**What is being asked:**
Present every line of the entries below as a Markdown table with the columns "Row" and "Line", numbering the rows and leaving out blank lines. Omit the pictures.
++++ Records supplied
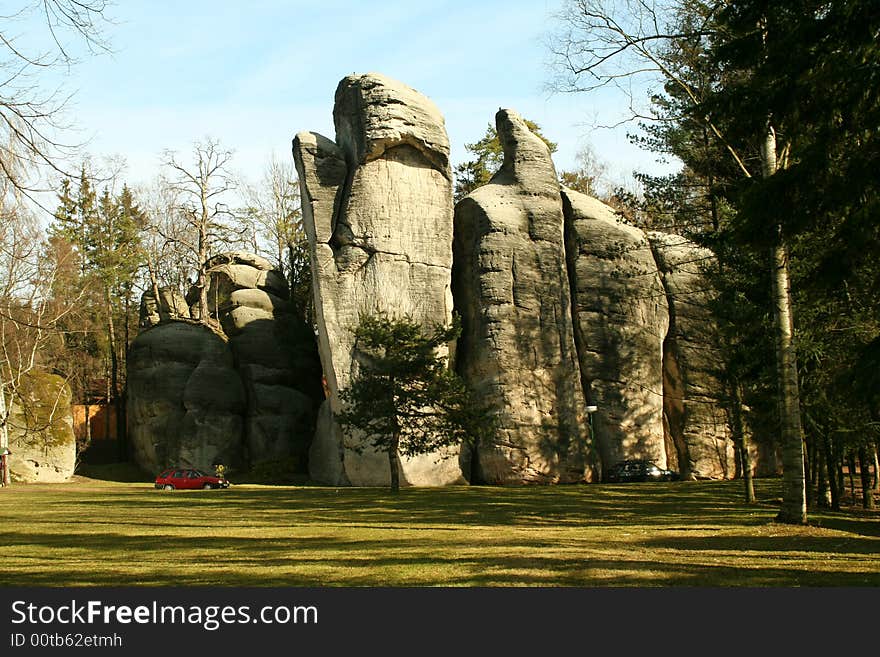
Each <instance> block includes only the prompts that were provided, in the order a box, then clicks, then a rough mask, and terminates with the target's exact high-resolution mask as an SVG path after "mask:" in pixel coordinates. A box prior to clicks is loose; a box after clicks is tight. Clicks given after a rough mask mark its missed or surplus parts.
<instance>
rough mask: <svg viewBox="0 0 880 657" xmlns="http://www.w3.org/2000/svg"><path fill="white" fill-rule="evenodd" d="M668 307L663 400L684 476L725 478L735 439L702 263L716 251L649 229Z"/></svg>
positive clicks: (710, 257)
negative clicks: (730, 415) (729, 421)
mask: <svg viewBox="0 0 880 657" xmlns="http://www.w3.org/2000/svg"><path fill="white" fill-rule="evenodd" d="M648 239H649V240H650V242H651V247H652V249H653V253H654V257H655V258H656V261H657V266H658V268H659V270H660V275H661V280H662V281H663V288H664V290H665V294H666V299H667V303H668V307H669V332H668V334H667V336H666V339H665V341H664V343H663V364H664V367H663V400H664V414H665V419H666V425H667V432H668V435H669V436H670V438H671V439H672V442H673V444H674V446H675V452H674V453H675V455H676V457H677V461H678V468H679V470H680V472H681V474H682V476H683V477H688V478H692V477H710V478H727V477H732V476H733V474H734V466H733V464H734V462H735V460H734V454H733V444H732V442H731V441H730V432H729V429H728V425H727V418H726V415H725V413H724V412H723V409H722V408H721V406H720V405H719V399H720V397H721V395H722V386H721V382H720V381H719V380H718V374H717V367H718V363H719V362H720V352H719V345H718V335H717V331H716V330H715V329H714V321H713V319H712V313H711V310H710V307H709V300H710V298H711V295H710V293H709V289H708V283H707V281H706V277H705V276H704V275H703V273H702V271H703V268H704V267H705V266H707V265H709V264H711V262H712V260H713V255H712V252H711V251H709V250H707V249H703V248H700V247H698V246H697V245H696V244H694V243H693V242H690V241H688V240H687V239H685V238H683V237H680V236H679V235H670V234H667V233H660V232H651V233H649V234H648Z"/></svg>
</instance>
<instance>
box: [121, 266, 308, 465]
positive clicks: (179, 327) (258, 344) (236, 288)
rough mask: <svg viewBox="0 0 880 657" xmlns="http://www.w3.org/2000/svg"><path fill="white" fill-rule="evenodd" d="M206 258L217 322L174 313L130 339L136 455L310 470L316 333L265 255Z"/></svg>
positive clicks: (132, 399)
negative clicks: (202, 323) (308, 324)
mask: <svg viewBox="0 0 880 657" xmlns="http://www.w3.org/2000/svg"><path fill="white" fill-rule="evenodd" d="M207 267H208V277H207V280H208V300H209V309H210V311H211V315H212V318H213V319H214V320H216V322H217V324H219V326H218V327H216V328H209V327H207V326H204V325H201V324H199V323H198V322H196V321H194V320H189V319H183V318H181V319H177V320H174V319H169V320H165V321H162V322H161V323H159V324H157V325H155V326H152V327H151V328H148V329H146V330H143V331H142V332H141V333H140V334H139V335H138V337H137V338H136V339H135V341H134V342H133V344H132V347H131V353H130V356H129V362H128V395H129V401H128V427H129V428H128V432H129V439H130V441H131V444H132V446H133V449H134V456H135V459H136V461H137V462H138V463H139V464H140V465H141V466H142V467H143V468H145V469H147V470H148V471H156V470H159V469H161V468H163V467H166V466H182V467H187V466H191V467H198V468H202V469H205V470H208V471H211V470H213V465H214V464H216V463H223V464H224V465H226V466H227V467H231V468H233V469H238V468H241V467H244V466H249V465H255V464H258V463H261V462H264V461H278V460H280V459H294V460H295V461H296V462H297V463H299V464H300V467H301V468H302V469H305V467H306V459H307V451H308V444H309V441H310V439H311V435H312V432H313V431H314V422H315V409H316V404H317V399H318V398H320V397H321V396H322V393H321V389H320V370H319V367H318V365H317V354H316V353H315V352H316V350H315V341H314V336H313V335H312V334H311V332H310V331H309V329H308V328H307V327H306V326H305V324H304V322H303V321H302V320H301V319H300V318H299V317H298V316H297V315H296V313H295V312H294V310H295V309H293V308H291V306H290V304H289V302H287V301H286V298H287V283H286V281H285V280H284V277H283V276H282V275H281V274H280V273H279V272H277V271H275V270H274V269H273V268H272V266H271V264H270V263H269V262H268V261H267V260H265V259H263V258H260V257H258V256H254V255H252V254H248V253H244V252H232V253H225V254H221V255H219V256H216V257H214V258H212V259H211V260H210V261H209V262H208V263H207ZM190 296H191V295H190ZM179 307H180V306H179V305H178V308H179ZM183 308H186V305H185V304H184V305H183Z"/></svg>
++++++++
**Response:**
| Row | Line |
|---|---|
| 1 | Each <instance> block includes only the prompts that were provided, in the order a box, then clicks, then a rough mask, and terminates with the target's exact high-resolution mask as an SVG path after "mask:" in pixel coordinates. A box prior to clicks is loose; a box after clicks is tight. Clicks given after a rough mask mark its missed or surplus parts. |
| 2 | <instance> |
| 3 | rough mask: <svg viewBox="0 0 880 657" xmlns="http://www.w3.org/2000/svg"><path fill="white" fill-rule="evenodd" d="M668 307L663 400L684 476L725 478L735 439L702 263L716 251L649 229Z"/></svg> |
| 4 | positive clicks: (710, 257) |
| 5 | negative clicks: (730, 415) (729, 421) |
| 6 | mask: <svg viewBox="0 0 880 657" xmlns="http://www.w3.org/2000/svg"><path fill="white" fill-rule="evenodd" d="M648 239H649V240H650V242H651V247H652V249H653V253H654V257H655V258H656V261H657V266H658V268H659V270H660V275H661V280H662V281H663V288H664V290H665V294H666V299H667V303H668V307H669V332H668V334H667V336H666V339H665V341H664V343H663V364H664V367H663V400H664V414H665V419H666V425H667V432H668V435H669V436H670V438H671V439H672V442H673V444H674V446H675V452H674V453H675V455H676V457H677V461H678V468H679V470H680V472H681V474H682V476H683V477H688V478H692V477H710V478H727V477H732V476H733V474H734V466H733V464H734V462H735V460H734V454H733V444H732V442H731V441H730V432H729V429H728V425H727V418H726V415H725V413H724V412H723V409H722V408H721V406H720V405H719V399H720V397H721V395H722V386H721V382H720V381H719V380H718V374H717V367H718V363H719V362H720V352H719V345H718V335H717V331H716V330H715V329H714V321H713V319H712V313H711V310H710V307H709V300H710V298H711V295H710V293H709V289H708V283H707V281H706V277H705V276H704V275H703V273H702V271H703V268H704V267H705V266H707V265H709V264H711V262H712V260H713V255H712V252H711V251H709V250H707V249H703V248H700V247H698V246H697V245H696V244H694V243H693V242H690V241H688V240H687V239H685V238H683V237H680V236H679V235H670V234H667V233H660V232H651V233H649V234H648Z"/></svg> |
| 7 | </instance> |
| 8 | <instance> |
| 9 | box: [121, 266, 308, 465] |
| 10 | positive clicks: (179, 327) (258, 344) (236, 288) |
| 11 | rough mask: <svg viewBox="0 0 880 657" xmlns="http://www.w3.org/2000/svg"><path fill="white" fill-rule="evenodd" d="M206 258L217 322L174 313L130 339L136 455L310 470L316 333L265 255Z"/></svg> |
| 12 | positive clicks: (132, 399) |
| 13 | negative clicks: (202, 323) (308, 324) |
| 14 | mask: <svg viewBox="0 0 880 657" xmlns="http://www.w3.org/2000/svg"><path fill="white" fill-rule="evenodd" d="M207 267H208V277H207V280H208V300H209V309H210V311H211V315H212V318H213V319H214V320H216V322H217V324H219V326H218V327H216V328H209V327H207V326H204V325H201V324H199V323H198V322H196V321H194V320H189V319H183V318H181V319H177V320H174V319H169V320H165V321H162V322H161V323H159V324H157V325H155V326H152V327H151V328H148V329H146V330H143V331H142V332H141V333H140V334H139V335H138V337H137V338H136V339H135V341H134V342H133V344H132V347H131V353H130V356H129V362H128V395H129V401H128V427H129V428H128V432H129V439H130V441H131V444H132V446H133V449H134V456H135V459H136V461H137V462H138V463H139V464H140V465H141V466H142V467H143V468H145V469H147V470H148V471H156V470H159V469H161V468H163V467H166V466H182V467H187V466H191V467H198V468H202V469H205V470H208V471H211V470H213V465H214V464H216V463H223V464H224V465H226V466H227V467H231V468H233V469H238V468H241V467H244V466H249V465H255V464H258V463H261V462H264V461H278V460H280V459H294V460H295V461H296V462H297V463H299V464H300V467H301V468H302V469H305V467H306V459H307V451H308V444H309V441H310V439H311V435H312V432H313V431H314V422H315V409H316V404H317V399H318V398H320V397H321V396H322V393H321V389H320V370H319V367H318V365H317V354H316V353H315V352H316V350H315V341H314V336H313V335H312V334H311V332H310V331H309V329H308V328H307V327H306V326H305V324H304V322H303V321H302V320H301V319H300V318H299V317H298V316H297V315H296V313H295V312H294V310H295V309H293V308H291V306H290V304H289V302H287V301H286V298H287V283H286V281H285V280H284V277H283V276H282V275H281V274H280V273H279V272H277V271H275V270H274V269H273V268H272V266H271V264H270V263H269V262H268V261H267V260H265V259H263V258H260V257H258V256H254V255H252V254H248V253H244V252H232V253H225V254H221V255H219V256H216V257H214V258H212V259H211V260H210V261H209V262H208V263H207ZM190 296H191V295H190ZM179 307H180V306H179V305H178V308H179ZM183 308H186V305H185V304H184V305H183Z"/></svg> |